→ Actions to take
1. How many servings does the Thai spiced pumpkin soup recipe make?
2. Echo the pumpkin soup recipe from "Fall has arrived" down to "cups cubed pumpkin)".
3. Summarize the pumpkin soup recipe in two sentences.

→ Document segment
Thai Spiced Pumpkin Soup

Fall has arrived and I love fall cooking.  I recently had the chance to make it over to my parents garden in Victoria and pick up some fresh organic vegetables straight from the dirt- including two little perfect pumpkins.  Right down to the point when the pumpkin was in the pot Jason was asking if I was putting it into pie shells, but I had a different agenda for these…

Servings:  6
Prep Time:  20 minutes
Bake Time:  30 minutes
Cook Time:  30 minutes

2 small pumpkin squash (about 8 cups cubed pumpkin)
olive oil for roasting
1 tbsp (or more) red Thai curry paste
2 cups vegetable stock
1/2-inch piece fresh ginger
2 cups coconut milk
freshly squeezed lime, to taste
very finely shredded zest of 1 small fresh lime
sea salt and white pepper to taste

Preheat oven to 350 F.  Start by cleaning the pumpkins.

→ Dataset section

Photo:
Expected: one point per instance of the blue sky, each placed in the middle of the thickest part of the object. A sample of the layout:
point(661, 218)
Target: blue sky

→ Solutions to each task
1. 6

2.
Fall has arrived and I love fall cooking.  I recently had the chance to make it over to my parents garden in Victoria and pick up some fresh organic vegetables straight from the dirt- including two little perfect pumpkins.  Right down to the point when the pumpkin was in the pot Jason was asking if I was putting it into pie shells, but I had a different agenda for these…

Servings:  6
Prep Time:  20 minutes
Bake Time:  30 minutes
Cook Time:  30 minutes

2 small pumpkin squash (about 8 cups cubed pumpkin)

3. The soup is made with two small pumpkins picked fresh from the author's parents' garden in Victoria, which Jason thought were headed for pie shells. The recipe serves 6 and uses red Thai curry paste, vegetable stock, ginger, coconut milk, and lime, starting with preheating the oven to 350 F and cleaning the pumpkins.